▶ _TEXT SHOWN_:
Joanne Brodsky began her duties as an election precinct chair for Precinct 472 in Houston’s Old Braeswood neighborhood in 1982.

And she has served in that position ever since.

“I really believe in our election process,” Brodsky said. “I think everybody should vote.”

Brodsky took that attitude a step further, however.

Not content with just performing her duties as Democratic precinct chair — identifying members of her party living in the precinct and encouraging them to vote — she opened up her own two-car garage as a polling place.

Brodsky has been retired for the past several years from her position as a nurse at Texas Medical Center’s Baylor St. Luke’s Medical Center, though even when she was working a full-time job, Brodsky was serving in the position.

She registered her address at 2347 Underwood St., Houston, as an official polling place—one of over 800 voting centers in Harris County open on Election Day Nov. 3—and will be helping set up voting machines on Election Day alongside her Republican counterpart, Ann Garnett, who also opens up her own garage when voting oversight shifts to her party.

This is possible because Brodsky and Garnett serve not only as election precinct chairs, but also as election judges, Brodsky said. And according to the Texas election code, residences can serve as polling locations as long as it is not occupied by a candidate or a relative of one.

▶ _PROBLEM REQUIREMENTS_: Can you copy the article about Joanne Brodsky's garage polling place word for word, from start to finish?

▶ _THE DATA_:
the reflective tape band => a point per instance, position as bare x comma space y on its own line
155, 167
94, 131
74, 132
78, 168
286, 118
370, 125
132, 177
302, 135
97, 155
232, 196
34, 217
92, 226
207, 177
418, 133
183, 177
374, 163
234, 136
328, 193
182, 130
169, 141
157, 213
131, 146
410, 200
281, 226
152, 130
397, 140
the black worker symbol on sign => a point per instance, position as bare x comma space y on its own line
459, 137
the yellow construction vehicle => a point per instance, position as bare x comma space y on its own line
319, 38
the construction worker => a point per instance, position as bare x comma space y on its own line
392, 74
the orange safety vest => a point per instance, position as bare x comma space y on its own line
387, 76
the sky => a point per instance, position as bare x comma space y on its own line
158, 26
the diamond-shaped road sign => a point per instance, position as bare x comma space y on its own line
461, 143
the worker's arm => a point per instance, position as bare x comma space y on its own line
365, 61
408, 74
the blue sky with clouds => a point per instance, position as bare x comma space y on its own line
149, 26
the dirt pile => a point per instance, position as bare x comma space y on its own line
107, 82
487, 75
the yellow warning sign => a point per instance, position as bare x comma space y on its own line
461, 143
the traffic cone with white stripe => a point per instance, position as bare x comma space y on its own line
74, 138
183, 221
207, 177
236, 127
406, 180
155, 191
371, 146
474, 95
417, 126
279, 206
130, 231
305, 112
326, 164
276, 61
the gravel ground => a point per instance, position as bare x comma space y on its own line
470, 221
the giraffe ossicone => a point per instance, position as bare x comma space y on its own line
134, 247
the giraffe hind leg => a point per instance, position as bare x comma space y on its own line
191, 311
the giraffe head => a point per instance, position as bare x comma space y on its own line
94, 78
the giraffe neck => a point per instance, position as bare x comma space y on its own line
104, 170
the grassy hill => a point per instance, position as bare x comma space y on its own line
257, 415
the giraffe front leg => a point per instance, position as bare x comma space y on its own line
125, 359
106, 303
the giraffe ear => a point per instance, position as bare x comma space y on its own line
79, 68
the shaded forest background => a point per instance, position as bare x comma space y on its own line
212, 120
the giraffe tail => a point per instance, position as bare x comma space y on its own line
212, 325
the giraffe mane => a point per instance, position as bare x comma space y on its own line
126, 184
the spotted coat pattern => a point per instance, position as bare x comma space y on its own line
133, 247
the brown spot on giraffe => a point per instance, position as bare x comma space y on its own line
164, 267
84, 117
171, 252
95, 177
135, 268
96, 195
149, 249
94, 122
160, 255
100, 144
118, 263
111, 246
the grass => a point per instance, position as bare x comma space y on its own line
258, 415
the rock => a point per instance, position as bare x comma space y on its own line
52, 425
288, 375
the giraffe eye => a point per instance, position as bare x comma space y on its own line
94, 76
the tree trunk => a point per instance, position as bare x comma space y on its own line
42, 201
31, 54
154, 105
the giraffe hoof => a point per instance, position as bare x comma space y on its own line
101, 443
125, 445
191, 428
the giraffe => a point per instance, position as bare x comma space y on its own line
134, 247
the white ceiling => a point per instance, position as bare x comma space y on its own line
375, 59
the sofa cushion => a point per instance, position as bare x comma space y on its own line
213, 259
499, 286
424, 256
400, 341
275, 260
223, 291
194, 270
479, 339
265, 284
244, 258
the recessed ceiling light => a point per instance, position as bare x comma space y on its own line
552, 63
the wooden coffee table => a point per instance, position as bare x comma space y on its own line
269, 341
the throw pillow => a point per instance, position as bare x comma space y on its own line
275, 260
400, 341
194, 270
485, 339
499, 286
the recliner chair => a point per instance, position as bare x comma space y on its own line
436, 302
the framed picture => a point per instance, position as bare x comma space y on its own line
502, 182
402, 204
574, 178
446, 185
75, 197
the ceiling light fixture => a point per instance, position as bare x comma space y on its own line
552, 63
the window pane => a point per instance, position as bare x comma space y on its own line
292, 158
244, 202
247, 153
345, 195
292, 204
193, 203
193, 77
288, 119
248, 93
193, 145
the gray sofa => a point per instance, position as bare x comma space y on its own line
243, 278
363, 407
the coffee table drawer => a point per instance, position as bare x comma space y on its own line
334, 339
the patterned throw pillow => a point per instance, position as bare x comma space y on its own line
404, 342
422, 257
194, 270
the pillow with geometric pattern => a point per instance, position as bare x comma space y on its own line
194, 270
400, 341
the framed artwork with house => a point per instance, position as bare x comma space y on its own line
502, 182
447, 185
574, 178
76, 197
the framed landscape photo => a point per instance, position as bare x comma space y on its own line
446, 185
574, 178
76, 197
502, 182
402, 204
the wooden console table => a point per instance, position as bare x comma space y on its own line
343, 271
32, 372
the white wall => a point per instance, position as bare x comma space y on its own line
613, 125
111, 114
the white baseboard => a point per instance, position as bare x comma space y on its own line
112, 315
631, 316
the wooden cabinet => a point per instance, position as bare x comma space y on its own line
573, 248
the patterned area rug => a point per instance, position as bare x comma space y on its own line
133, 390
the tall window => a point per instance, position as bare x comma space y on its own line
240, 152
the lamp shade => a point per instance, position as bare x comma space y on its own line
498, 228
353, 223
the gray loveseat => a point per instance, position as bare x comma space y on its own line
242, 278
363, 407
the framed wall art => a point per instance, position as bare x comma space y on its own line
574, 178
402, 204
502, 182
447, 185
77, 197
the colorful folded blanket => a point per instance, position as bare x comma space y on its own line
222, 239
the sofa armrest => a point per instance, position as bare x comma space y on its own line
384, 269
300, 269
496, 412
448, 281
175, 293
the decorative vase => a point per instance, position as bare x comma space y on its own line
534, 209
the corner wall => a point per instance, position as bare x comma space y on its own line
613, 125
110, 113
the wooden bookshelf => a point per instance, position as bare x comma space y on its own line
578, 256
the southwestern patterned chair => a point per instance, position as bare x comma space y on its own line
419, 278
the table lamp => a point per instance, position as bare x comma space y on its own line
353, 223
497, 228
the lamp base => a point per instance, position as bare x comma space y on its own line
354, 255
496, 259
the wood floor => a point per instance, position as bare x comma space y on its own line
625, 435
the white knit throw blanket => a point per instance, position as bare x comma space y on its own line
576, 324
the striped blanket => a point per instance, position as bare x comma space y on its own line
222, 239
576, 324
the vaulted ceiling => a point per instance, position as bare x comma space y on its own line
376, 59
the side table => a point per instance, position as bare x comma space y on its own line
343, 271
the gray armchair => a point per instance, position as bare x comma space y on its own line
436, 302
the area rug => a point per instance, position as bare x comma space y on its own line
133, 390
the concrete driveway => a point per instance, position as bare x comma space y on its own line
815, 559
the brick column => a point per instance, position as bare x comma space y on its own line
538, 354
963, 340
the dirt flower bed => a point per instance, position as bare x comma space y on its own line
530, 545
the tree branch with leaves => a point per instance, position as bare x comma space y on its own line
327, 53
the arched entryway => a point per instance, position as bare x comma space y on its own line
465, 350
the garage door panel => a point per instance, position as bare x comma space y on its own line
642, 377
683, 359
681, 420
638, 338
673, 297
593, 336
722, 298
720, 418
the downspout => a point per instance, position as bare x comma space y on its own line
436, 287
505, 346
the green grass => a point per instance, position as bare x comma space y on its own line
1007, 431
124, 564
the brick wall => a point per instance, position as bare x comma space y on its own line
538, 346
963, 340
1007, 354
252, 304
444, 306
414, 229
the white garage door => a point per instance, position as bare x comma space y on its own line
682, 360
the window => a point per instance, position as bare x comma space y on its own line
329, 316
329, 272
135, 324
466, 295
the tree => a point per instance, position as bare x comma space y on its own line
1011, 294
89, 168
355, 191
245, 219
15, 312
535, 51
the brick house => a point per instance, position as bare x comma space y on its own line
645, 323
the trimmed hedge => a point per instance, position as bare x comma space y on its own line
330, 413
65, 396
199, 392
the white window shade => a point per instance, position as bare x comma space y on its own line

▶ _REPLY_:
Joanne Brodsky began her duties as an election precinct chair for Precinct 472 in Houston’s Old Braeswood neighborhood in 1982.

And she has served in that position ever since.

“I really believe in our election process,” Brodsky said. “I think everybody should vote.”

Brodsky took that attitude a step further, however.

Not content with just performing her duties as Democratic precinct chair — identifying members of her party living in the precinct and encouraging them to vote — she opened up her own two-car garage as a polling place.

Brodsky has been retired for the past several years from her position as a nurse at Texas Medical Center’s Baylor St. Luke’s Medical Center, though even when she was working a full-time job, Brodsky was serving in the position.

She registered her address at 2347 Underwood St., Houston, as an official polling place—one of over 800 voting centers in Harris County open on Election Day Nov. 3—and will be helping set up voting machines on Election Day alongside her Republican counterpart, Ann Garnett, who also opens up her own garage when voting oversight shifts to her party.

This is possible because Brodsky and Garnett serve not only as election precinct chairs, but also as election judges, Brodsky said. And according to the Texas election code, residences can serve as polling locations as long as it is not occupied by a candidate or a relative of one.